Introduction

Citizen science has become a relevant tool for collecting species data1. Observations gathered by a large number of volunteers, over broad spatial extents and temporal periods often provide a large number of records2, allowing studies that would otherwise be unfeasible. The increment of species data from citizen science initiatives in recent years, seems to be particularly important for taxonomic groups that were less usually targeted in traditional citizen science projects, which were directed to species groups more conspicuous and easier to identify. Groups such as invertebrates or aquatic organisms were traditionally less targeted, and have benefitted in recent years.

Emerging technologies are also changing the type of volunteers that get involved with scientific projects3. Web 2.0, characterized by greater user interactivity and collaboration, more pervasive network connectivity and enhanced communication channels, permits easy overcrossing of social, cultural, economic, and political boundaries, and, also the integration of local/traditional knowledge in these projects4. The possibility of collecting, through mobile applications with internet connections, georeferenced observations of the natural world (e.g., wildlife sightings) via interactive geovisualization interfaces (e.g., Google Maps, Google Earth, and Microsoft Virtual Earth) or the use of sensors in the mobile devices allowing to collect data from the environment like air quality or noise.

The data collected can have different applications, such as creating species distribution maps (e.g.5) or identifying a biological invasion (e.g.6,7). The identification of spatial biases in the sampling provided by citizen science projects is fundamental to interpret the outcomes obtained. Only taking these biases into consideration, such as the existence of under-sampled regions, we can turn the results found useful for supporting the adoption of conservation measures by decision makers8,9.

Understanding where volunteers of biodiversity recording are collecting their observations is fundamental for a sensible use of the data collected. These volunteers do not select their survey locations randomly, but most likely as a combined influence of a number of factors10 such as accessibility11, proximity to urban centres, topographic variation, time of the year, species richness8,12 or other geographical or physical characteristic. Therefore, these databases may incorporate an important spatial bias, with some areas almost not being surveyed, while others corresponding to “hotspots” of observations13,14.

Another potential source of bias is the taxonomic group being recorded. Observations tend to focus on certain groups, generally those that are more easily detected and identified, such as birds or butterflies, or even certain species within a group. Moreover, volunteers may not record all the species they observe either because they are not able to identify them, due to lack of taxonomic expertise15, or because they aim to register only those that are rare, without an interest in recording species that are common16,17.

_Recorded data_:
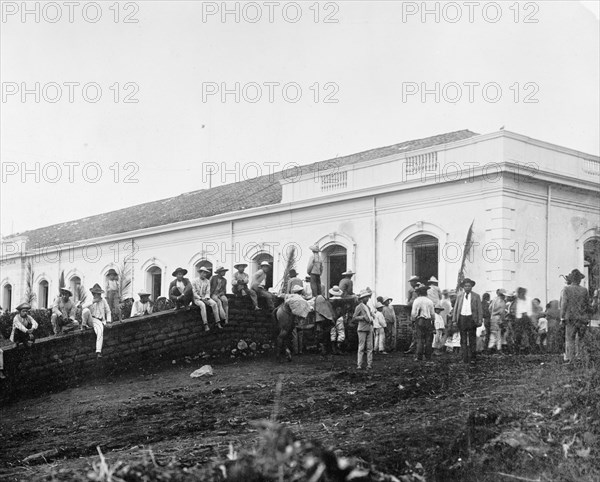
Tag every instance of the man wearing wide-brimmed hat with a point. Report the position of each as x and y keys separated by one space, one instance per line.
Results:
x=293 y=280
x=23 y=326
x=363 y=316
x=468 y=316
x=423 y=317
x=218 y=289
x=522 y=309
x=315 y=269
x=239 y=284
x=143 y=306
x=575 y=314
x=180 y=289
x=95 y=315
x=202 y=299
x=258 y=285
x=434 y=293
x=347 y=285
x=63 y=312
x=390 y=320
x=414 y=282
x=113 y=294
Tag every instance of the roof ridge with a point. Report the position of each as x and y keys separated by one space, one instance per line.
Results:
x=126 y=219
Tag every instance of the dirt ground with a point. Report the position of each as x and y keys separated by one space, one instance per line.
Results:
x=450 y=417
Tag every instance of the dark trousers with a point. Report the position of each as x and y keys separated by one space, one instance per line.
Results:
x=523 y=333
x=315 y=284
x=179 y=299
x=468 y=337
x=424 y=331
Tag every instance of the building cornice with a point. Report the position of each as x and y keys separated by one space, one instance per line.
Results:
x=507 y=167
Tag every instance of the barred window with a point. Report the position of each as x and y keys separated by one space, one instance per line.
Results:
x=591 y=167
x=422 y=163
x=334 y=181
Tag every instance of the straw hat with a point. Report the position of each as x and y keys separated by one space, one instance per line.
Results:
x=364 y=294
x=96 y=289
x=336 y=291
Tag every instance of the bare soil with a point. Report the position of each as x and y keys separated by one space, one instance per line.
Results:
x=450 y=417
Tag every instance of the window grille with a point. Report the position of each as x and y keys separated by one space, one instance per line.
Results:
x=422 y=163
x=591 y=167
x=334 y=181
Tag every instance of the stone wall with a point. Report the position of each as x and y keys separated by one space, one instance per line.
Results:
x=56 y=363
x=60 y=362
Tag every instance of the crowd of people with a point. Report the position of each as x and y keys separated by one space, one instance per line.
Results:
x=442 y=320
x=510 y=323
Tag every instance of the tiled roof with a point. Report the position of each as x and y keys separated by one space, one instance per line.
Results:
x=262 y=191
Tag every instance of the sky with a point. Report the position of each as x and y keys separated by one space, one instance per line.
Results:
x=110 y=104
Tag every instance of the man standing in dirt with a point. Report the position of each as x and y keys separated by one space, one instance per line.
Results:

_Task requirements_:
Can you copy word for word the part of the citizen science introduction that opens with the words containing "Another potential source" and closes with "that are common16,17."?

_Result for this task_:
Another potential source of bias is the taxonomic group being recorded. Observations tend to focus on certain groups, generally those that are more easily detected and identified, such as birds or butterflies, or even certain species within a group. Moreover, volunteers may not record all the species they observe either because they are not able to identify them, due to lack of taxonomic expertise15, or because they aim to register only those that are rare, without an interest in recording species that are common16,17.